* ASSIGNED TASK *
According to the "Cold Water" text, which animals could be found in Brockwell Park?

* EXERCISE TEXT *
◇ ◇ ◇

Cold Water | Aliya Gulamani | undefined

Suddenly the entire world had changed. Our entire species ushered indoors. Think your weekly podcast had something new to discuss? Guess again, all anyone could talk about was the virus. Plans were grounded. Families were left isolated. Politicians went into a slogan frenzy. Even Arnold Schwarzenegger sent out viral goodwill, chewing a cigar in his mansion hot tub and telling us to hang tough. 

Streets cleared. Skies emptied. Ghost trains snaked through London with no passengers. We were living in this world torn from a page of George Monbiot’s: Feral. Wallabies hopped down deserted roads in Adelaide. Elephants took up jaywalking in Thailand. Shoals of fish spilled back into the Venetian canals. The buzz of human traffic. The screech of juddering trains. All of it was gone – it seemed our only course of action was to wait out the disease…

Life was quiet in the months thereafter. Often you needed to take a breath. Get out. Find space. An everyday tightness is expected in the city. All those sweaty clinches were common – the ones when you’re straitjacketed on a held-up tube, staring off into a grimy corner, or a stranger’s armpit. The nine-to-five suck. At least that was gone. Most commutes switched from an hour in traffic to a semi-dressed amble from a bed to a desk in the same building. Other times, the walls closed in. Rows of tall tenements huddled together, peering into each other’s gardens. Your outdoor allowance grew more precious each day. Soon a walk in the park felt like that scene in Shawshank, when Andy Dufresne crawls through pipes of shit to finally be spat out into the rain and washed clean. You could find room under the sky. The local green lungs sucked in first-time joggers and yoga newbies. There were still places to breathe and lose time. Even if your only sense of wildlife were howling foxes locked in nightly orgies/battles (it was impossible to tell which), turtles and squirrels in Brockwell Park, moor hens and the muscled Geese Mafia at Serpentine Lake, or the famous parakeets and deer of Richmond.

◇ ◇ ◇

* INFORMATION SUPPLIED *

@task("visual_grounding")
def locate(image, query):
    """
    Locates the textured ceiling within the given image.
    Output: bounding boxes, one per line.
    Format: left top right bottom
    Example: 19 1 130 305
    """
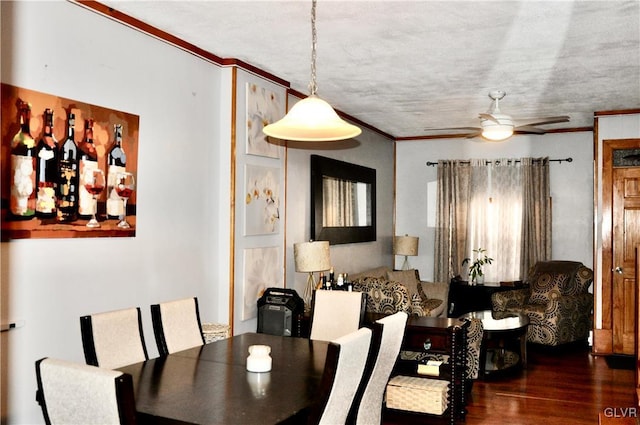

◇ ◇ ◇

* RESPONSE TO THE TASK *
Turtles and squirrels.